» **MATERIAL PROVIDED**
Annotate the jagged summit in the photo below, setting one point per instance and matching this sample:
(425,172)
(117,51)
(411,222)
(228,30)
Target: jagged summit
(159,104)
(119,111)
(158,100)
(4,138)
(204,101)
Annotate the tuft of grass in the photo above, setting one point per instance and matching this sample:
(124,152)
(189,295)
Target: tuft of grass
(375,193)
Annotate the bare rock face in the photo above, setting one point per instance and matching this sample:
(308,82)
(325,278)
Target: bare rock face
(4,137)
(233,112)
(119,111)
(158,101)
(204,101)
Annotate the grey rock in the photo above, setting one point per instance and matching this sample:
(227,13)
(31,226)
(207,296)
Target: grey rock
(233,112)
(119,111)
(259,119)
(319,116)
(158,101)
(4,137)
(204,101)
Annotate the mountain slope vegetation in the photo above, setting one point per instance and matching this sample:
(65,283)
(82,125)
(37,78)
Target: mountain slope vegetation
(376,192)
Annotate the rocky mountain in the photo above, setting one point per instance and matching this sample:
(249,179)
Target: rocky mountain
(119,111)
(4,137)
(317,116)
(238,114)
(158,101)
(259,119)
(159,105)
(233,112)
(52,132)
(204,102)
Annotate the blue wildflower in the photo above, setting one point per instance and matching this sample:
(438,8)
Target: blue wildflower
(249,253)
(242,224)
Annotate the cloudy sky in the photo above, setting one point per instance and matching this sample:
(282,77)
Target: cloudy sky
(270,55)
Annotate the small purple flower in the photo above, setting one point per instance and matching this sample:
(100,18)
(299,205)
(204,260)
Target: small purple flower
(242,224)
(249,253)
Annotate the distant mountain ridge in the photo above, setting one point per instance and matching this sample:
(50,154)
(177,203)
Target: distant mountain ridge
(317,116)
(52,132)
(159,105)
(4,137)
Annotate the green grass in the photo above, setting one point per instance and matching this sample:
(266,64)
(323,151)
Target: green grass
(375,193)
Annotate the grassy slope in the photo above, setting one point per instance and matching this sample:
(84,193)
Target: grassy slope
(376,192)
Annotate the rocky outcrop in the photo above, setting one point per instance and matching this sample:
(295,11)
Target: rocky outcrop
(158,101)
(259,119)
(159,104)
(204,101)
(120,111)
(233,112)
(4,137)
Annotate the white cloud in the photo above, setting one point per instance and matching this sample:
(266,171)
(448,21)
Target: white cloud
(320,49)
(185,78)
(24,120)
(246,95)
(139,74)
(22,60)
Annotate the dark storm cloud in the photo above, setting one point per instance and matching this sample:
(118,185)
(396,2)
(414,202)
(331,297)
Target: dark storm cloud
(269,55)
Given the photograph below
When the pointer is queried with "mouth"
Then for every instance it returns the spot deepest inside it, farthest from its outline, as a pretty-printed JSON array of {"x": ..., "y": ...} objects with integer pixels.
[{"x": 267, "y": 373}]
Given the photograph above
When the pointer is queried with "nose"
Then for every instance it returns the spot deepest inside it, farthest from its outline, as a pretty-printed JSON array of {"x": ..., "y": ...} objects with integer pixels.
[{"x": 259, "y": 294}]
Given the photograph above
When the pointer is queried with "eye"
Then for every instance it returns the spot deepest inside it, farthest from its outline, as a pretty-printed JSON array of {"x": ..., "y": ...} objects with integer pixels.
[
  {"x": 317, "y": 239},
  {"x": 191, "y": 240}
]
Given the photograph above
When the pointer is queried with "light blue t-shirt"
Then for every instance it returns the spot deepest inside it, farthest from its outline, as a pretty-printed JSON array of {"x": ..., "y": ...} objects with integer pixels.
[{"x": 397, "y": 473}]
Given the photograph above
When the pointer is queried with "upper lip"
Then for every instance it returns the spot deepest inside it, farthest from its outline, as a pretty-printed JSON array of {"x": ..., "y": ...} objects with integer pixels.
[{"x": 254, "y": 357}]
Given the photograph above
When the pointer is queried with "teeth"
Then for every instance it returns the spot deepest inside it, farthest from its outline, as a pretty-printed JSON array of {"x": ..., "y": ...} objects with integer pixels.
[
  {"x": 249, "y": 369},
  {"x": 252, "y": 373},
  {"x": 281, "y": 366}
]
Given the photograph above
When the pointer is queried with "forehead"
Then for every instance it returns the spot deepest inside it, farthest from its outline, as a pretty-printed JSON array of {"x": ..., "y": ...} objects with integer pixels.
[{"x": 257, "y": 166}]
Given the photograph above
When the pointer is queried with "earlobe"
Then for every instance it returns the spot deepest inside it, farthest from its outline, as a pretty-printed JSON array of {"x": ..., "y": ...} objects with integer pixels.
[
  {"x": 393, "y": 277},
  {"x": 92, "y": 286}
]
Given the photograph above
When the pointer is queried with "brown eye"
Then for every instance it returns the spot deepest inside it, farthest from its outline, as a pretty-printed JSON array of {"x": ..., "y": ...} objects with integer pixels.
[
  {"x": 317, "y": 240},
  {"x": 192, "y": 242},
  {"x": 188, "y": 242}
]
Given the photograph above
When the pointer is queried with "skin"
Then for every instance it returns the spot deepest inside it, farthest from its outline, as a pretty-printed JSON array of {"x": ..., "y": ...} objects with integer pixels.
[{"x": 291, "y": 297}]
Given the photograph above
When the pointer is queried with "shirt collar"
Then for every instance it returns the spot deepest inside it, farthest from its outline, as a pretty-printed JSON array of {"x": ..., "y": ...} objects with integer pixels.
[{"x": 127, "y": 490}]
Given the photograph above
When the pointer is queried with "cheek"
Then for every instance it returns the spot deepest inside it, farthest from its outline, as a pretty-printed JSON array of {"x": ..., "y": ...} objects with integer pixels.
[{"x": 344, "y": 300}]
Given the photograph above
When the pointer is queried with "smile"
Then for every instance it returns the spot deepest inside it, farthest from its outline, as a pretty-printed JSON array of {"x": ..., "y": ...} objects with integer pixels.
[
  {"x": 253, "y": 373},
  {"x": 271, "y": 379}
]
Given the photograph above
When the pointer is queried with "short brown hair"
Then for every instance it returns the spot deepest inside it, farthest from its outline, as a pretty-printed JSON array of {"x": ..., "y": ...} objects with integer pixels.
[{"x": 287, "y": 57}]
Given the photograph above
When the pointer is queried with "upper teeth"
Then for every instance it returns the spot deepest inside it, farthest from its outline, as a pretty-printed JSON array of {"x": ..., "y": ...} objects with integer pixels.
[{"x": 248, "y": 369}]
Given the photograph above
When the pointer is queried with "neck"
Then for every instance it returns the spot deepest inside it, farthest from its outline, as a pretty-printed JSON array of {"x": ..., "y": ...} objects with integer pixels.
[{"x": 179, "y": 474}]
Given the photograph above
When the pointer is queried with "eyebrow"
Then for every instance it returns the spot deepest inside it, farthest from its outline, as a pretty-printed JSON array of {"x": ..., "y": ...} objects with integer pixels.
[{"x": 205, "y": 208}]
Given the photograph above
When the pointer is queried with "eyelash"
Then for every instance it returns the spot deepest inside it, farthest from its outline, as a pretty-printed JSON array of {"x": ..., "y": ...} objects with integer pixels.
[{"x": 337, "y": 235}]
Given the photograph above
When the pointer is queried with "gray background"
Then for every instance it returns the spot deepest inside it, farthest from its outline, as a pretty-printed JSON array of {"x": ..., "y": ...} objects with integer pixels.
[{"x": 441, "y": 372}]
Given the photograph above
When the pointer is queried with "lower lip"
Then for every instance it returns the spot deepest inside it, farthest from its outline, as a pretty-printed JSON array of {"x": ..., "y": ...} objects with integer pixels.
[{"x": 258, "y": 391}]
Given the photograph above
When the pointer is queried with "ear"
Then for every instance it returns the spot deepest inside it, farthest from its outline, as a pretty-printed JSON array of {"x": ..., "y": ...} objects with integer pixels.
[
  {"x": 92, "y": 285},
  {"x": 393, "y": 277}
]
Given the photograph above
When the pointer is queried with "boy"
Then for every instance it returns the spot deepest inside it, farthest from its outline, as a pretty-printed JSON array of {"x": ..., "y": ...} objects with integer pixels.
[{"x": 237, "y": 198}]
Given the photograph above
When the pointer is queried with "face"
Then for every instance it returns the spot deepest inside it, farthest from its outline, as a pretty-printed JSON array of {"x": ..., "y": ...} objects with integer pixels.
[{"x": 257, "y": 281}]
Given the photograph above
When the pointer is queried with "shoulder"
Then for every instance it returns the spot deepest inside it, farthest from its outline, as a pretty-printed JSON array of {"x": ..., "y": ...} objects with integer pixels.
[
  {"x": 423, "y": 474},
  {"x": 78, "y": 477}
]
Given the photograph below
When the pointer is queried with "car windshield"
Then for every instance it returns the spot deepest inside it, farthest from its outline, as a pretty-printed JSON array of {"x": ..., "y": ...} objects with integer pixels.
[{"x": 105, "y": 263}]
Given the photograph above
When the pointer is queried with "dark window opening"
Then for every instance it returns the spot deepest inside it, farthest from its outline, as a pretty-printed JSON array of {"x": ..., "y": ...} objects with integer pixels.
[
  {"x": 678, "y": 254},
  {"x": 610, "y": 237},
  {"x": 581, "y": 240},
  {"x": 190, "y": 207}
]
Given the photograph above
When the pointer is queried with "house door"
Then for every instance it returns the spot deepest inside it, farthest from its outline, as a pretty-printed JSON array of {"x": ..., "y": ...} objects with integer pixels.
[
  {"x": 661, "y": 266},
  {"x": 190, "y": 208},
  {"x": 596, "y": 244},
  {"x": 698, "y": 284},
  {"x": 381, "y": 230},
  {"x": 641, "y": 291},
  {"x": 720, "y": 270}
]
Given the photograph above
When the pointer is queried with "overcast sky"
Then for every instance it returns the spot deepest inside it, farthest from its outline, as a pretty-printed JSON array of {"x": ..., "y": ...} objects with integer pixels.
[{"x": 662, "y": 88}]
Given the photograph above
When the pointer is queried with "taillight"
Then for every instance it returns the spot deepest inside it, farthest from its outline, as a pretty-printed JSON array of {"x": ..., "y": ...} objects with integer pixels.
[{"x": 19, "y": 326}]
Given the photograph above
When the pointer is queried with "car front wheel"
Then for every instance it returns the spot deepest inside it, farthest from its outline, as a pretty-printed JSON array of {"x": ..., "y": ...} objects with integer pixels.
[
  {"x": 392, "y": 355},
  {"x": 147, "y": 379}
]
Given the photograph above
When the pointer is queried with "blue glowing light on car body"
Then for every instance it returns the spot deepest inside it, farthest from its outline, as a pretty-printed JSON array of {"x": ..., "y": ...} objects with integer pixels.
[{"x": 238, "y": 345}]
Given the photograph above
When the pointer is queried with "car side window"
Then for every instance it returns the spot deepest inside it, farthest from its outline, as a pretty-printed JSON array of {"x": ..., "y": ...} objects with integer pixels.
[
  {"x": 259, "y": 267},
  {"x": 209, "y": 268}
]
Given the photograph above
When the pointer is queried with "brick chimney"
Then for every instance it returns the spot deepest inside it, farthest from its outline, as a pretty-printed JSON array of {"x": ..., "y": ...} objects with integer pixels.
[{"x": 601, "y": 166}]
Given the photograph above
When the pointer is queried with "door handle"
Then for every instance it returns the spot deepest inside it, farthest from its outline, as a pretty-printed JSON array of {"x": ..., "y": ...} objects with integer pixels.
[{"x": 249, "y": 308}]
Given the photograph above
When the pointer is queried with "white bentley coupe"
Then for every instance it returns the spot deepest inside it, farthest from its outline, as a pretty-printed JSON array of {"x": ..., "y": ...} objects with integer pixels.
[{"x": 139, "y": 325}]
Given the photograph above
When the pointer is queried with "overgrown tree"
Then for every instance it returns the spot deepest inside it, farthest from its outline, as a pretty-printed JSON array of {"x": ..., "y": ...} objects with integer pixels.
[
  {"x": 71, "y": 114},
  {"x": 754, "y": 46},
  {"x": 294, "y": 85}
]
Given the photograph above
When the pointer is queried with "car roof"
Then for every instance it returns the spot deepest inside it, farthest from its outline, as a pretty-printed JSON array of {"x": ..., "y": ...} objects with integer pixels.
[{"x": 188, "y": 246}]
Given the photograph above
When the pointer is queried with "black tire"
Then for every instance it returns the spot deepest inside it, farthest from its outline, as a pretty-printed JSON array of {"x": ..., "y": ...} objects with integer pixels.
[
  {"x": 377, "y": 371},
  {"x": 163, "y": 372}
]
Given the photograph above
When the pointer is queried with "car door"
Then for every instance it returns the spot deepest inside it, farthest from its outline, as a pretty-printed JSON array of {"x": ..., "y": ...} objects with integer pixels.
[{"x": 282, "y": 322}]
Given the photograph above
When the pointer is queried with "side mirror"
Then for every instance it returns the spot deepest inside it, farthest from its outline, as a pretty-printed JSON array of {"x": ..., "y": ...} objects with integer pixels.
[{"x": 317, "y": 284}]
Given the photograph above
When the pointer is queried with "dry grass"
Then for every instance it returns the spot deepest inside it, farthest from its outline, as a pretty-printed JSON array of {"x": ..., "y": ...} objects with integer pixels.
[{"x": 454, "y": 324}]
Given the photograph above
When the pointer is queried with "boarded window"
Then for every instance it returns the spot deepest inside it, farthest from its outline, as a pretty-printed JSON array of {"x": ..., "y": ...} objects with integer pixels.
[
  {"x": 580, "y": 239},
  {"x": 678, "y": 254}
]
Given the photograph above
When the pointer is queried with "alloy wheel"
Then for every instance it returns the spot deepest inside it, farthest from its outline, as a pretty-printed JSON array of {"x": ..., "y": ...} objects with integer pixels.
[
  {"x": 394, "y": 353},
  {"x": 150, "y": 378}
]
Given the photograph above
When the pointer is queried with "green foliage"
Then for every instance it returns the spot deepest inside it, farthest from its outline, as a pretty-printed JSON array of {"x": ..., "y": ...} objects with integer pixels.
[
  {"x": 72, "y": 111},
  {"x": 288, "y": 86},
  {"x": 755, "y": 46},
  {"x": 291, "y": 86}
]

» **ASSIGNMENT**
Locate all lines in the listing above with the word "teeth". Copy them.

» **OUTPUT BELOW**
When the pointer is queried with "teeth"
When the pointer is queried with "upper teeth"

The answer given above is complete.